**Challenge:** Collect every line in the data below that contains the string "water", and copy each one unchanged.

** Start **

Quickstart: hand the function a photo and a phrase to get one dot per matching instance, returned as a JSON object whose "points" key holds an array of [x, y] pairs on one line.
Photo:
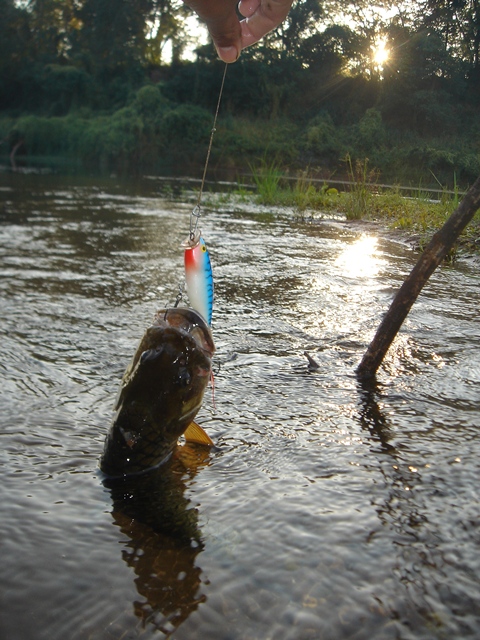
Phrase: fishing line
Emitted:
{"points": [[196, 213]]}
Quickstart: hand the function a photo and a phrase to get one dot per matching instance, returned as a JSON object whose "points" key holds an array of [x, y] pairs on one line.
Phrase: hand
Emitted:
{"points": [[230, 35]]}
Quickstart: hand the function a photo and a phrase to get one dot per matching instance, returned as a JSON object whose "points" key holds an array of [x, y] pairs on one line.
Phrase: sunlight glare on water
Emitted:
{"points": [[328, 510]]}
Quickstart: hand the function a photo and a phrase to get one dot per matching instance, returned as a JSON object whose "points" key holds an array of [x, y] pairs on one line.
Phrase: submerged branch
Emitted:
{"points": [[439, 246]]}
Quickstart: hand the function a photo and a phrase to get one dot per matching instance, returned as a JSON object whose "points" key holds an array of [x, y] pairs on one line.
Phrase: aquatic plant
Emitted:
{"points": [[363, 180]]}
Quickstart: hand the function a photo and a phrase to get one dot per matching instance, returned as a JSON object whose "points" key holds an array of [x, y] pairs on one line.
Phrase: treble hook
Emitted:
{"points": [[196, 213]]}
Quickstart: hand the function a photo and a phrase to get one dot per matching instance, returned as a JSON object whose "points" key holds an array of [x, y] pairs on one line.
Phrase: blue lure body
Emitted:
{"points": [[199, 277]]}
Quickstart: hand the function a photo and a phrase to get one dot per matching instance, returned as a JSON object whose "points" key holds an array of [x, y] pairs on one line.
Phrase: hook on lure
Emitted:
{"points": [[198, 270]]}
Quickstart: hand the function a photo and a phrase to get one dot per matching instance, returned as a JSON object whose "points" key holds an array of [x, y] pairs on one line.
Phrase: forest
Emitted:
{"points": [[130, 86]]}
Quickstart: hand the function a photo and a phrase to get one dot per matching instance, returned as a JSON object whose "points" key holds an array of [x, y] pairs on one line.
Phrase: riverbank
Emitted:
{"points": [[413, 219]]}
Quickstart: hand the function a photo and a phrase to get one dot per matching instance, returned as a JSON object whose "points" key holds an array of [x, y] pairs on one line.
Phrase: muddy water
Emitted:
{"points": [[328, 511]]}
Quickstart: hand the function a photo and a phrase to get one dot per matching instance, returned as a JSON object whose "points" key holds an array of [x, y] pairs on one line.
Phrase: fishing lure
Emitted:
{"points": [[199, 276]]}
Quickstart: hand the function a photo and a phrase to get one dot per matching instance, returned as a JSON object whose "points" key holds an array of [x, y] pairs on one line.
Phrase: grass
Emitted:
{"points": [[364, 200]]}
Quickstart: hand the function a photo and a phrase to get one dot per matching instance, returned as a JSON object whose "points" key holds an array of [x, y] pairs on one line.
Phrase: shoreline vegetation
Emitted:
{"points": [[413, 214], [416, 216]]}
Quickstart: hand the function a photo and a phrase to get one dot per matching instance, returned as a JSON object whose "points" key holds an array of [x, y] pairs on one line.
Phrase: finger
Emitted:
{"points": [[267, 16], [248, 7], [223, 25]]}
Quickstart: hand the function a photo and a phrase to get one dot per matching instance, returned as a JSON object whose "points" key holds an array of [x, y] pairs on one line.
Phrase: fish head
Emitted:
{"points": [[161, 392], [170, 369]]}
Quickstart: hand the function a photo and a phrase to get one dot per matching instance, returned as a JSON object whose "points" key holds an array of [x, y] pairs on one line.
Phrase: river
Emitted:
{"points": [[328, 511]]}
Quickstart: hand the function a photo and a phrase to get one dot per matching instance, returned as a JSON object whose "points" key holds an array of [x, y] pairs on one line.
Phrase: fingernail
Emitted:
{"points": [[228, 54]]}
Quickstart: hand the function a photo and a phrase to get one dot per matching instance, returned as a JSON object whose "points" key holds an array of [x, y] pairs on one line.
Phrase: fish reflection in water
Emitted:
{"points": [[162, 525]]}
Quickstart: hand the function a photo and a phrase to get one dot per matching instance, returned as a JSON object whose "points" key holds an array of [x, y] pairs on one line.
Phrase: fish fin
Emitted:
{"points": [[195, 433]]}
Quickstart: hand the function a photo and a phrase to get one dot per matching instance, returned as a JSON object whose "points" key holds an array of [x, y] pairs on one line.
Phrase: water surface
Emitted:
{"points": [[329, 511]]}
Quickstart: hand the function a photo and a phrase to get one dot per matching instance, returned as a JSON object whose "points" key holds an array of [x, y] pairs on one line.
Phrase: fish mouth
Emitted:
{"points": [[190, 322]]}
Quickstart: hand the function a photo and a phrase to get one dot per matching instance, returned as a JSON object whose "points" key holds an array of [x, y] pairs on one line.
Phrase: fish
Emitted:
{"points": [[199, 276], [161, 393]]}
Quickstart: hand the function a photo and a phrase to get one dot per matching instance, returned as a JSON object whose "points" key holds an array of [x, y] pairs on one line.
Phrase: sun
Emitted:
{"points": [[380, 54]]}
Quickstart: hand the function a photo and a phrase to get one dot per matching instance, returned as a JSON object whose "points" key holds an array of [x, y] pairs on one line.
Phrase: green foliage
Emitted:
{"points": [[322, 139], [358, 202], [187, 124], [267, 175]]}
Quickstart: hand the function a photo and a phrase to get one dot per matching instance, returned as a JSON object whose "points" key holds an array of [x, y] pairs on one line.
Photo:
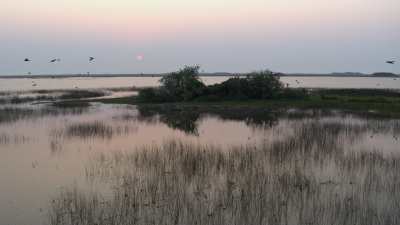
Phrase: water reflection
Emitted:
{"points": [[207, 165]]}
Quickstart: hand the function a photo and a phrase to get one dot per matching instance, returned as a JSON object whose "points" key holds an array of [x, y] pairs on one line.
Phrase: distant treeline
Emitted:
{"points": [[185, 85], [218, 74]]}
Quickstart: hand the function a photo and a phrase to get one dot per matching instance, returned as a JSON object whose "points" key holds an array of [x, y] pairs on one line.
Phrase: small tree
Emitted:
{"points": [[183, 85], [263, 85]]}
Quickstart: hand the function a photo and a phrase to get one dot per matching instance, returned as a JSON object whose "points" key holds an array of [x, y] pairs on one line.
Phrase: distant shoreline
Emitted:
{"points": [[45, 76]]}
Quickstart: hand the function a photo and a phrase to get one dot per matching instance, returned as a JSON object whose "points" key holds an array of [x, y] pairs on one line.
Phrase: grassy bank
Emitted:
{"points": [[382, 102]]}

** End **

**The reply:**
Phrase: sunlight glare on water
Phrase: muddy water
Phrase: fish reflection in water
Phrase: water surface
Phrase: water reflection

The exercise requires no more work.